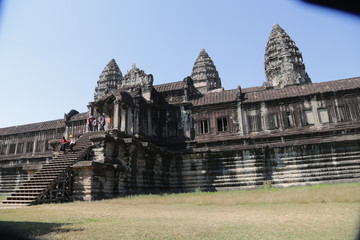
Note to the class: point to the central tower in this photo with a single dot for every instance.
(283, 61)
(204, 74)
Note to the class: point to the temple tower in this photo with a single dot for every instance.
(283, 61)
(206, 77)
(109, 80)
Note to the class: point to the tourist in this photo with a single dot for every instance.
(109, 123)
(90, 123)
(102, 122)
(72, 142)
(95, 124)
(63, 144)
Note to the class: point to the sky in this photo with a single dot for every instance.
(52, 52)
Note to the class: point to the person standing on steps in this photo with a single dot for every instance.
(72, 142)
(95, 124)
(90, 123)
(102, 122)
(63, 144)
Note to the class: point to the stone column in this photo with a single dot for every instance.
(116, 114)
(130, 123)
(136, 120)
(123, 119)
(149, 122)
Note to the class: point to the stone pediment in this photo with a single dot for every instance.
(136, 77)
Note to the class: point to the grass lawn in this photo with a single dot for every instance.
(317, 212)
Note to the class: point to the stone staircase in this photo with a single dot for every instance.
(52, 183)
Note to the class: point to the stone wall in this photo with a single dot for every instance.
(122, 166)
(292, 165)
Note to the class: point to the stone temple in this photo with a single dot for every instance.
(191, 135)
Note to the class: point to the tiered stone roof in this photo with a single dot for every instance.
(204, 73)
(283, 60)
(109, 80)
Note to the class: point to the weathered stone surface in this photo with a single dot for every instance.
(193, 135)
(204, 73)
(283, 60)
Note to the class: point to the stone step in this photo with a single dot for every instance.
(17, 202)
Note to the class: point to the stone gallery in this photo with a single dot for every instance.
(190, 135)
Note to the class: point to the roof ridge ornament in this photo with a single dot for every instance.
(283, 61)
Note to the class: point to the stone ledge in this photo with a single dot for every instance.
(91, 164)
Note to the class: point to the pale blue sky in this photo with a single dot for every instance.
(52, 52)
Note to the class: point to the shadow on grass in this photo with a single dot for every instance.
(29, 230)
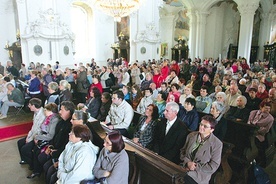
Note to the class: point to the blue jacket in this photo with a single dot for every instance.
(191, 118)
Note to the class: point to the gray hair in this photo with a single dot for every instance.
(53, 86)
(65, 84)
(174, 106)
(222, 94)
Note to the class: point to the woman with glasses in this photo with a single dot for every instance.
(113, 163)
(76, 162)
(201, 154)
(145, 129)
(44, 137)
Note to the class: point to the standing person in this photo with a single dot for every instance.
(201, 155)
(15, 98)
(104, 77)
(120, 114)
(34, 85)
(113, 161)
(80, 81)
(77, 161)
(26, 144)
(170, 134)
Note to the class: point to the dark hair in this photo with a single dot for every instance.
(68, 106)
(265, 102)
(51, 107)
(175, 85)
(149, 89)
(36, 102)
(164, 84)
(191, 101)
(119, 94)
(117, 141)
(107, 96)
(83, 132)
(81, 115)
(96, 91)
(155, 113)
(97, 77)
(212, 121)
(164, 95)
(204, 87)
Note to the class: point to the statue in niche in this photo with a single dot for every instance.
(123, 26)
(182, 27)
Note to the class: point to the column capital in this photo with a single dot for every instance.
(248, 8)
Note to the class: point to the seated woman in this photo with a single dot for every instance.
(76, 162)
(26, 144)
(136, 96)
(201, 154)
(78, 118)
(174, 91)
(161, 103)
(92, 106)
(65, 93)
(145, 101)
(188, 114)
(43, 138)
(54, 94)
(113, 160)
(145, 129)
(217, 111)
(263, 119)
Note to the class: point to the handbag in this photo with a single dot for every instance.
(42, 143)
(94, 181)
(109, 82)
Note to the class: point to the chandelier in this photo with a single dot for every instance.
(118, 8)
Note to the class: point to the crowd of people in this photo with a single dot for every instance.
(168, 95)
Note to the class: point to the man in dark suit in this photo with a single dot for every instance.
(170, 134)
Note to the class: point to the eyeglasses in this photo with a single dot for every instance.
(204, 126)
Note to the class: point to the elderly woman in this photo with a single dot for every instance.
(263, 119)
(217, 111)
(113, 160)
(188, 114)
(34, 85)
(44, 137)
(92, 106)
(65, 93)
(145, 129)
(201, 154)
(54, 95)
(76, 162)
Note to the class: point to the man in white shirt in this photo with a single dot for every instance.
(170, 134)
(120, 114)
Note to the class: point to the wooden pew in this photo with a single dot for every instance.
(148, 167)
(242, 136)
(145, 165)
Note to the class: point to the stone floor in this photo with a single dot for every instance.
(12, 172)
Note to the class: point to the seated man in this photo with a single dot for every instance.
(201, 154)
(170, 134)
(15, 98)
(239, 113)
(120, 114)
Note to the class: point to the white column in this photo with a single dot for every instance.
(192, 34)
(201, 27)
(264, 34)
(247, 11)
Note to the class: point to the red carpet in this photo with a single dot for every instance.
(15, 131)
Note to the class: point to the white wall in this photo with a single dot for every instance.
(8, 28)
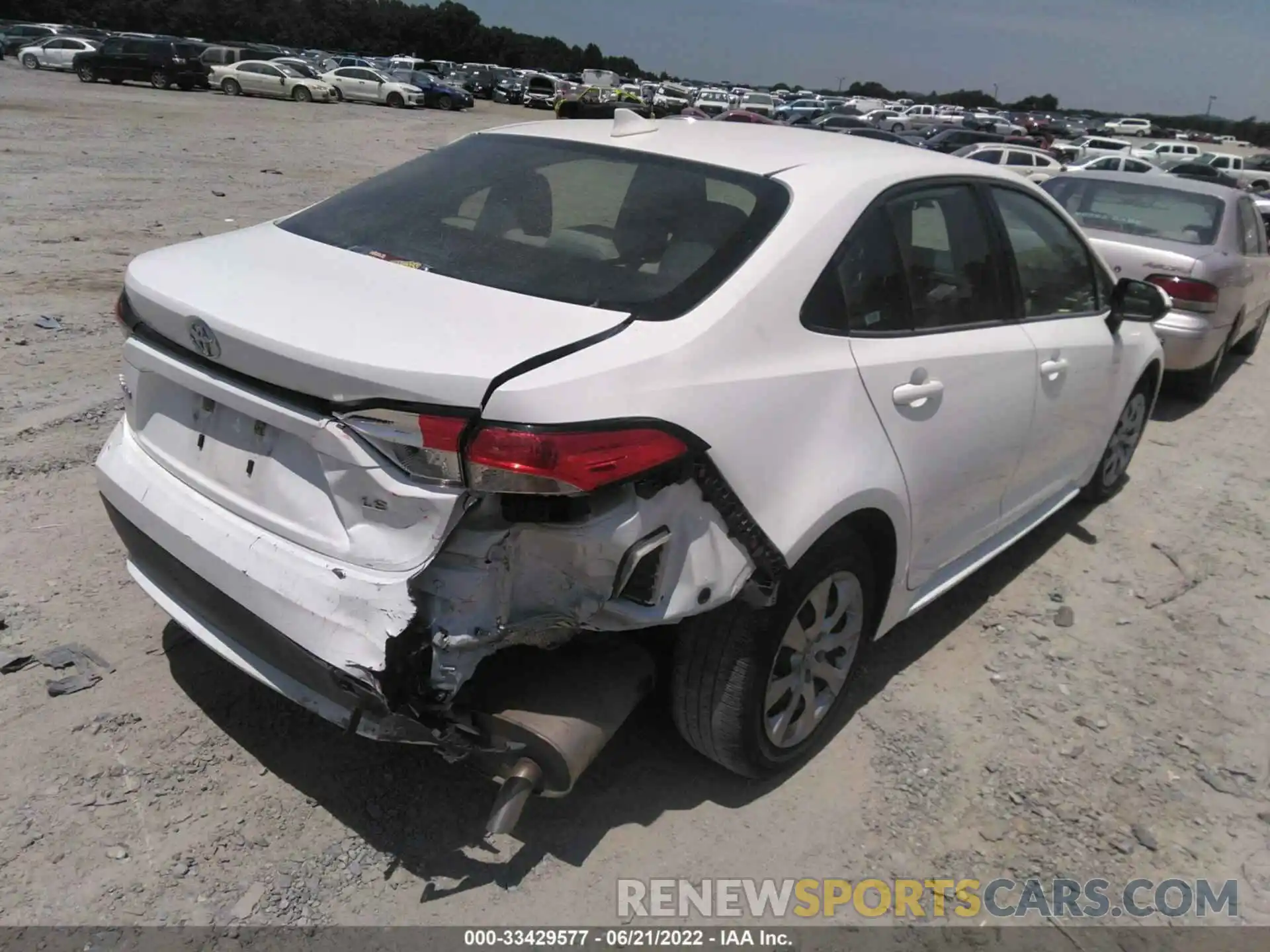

=== Task requirements ===
How many lines in the data above contain the string "seated", with case counting? Give only the number.

=== Completed task ===
2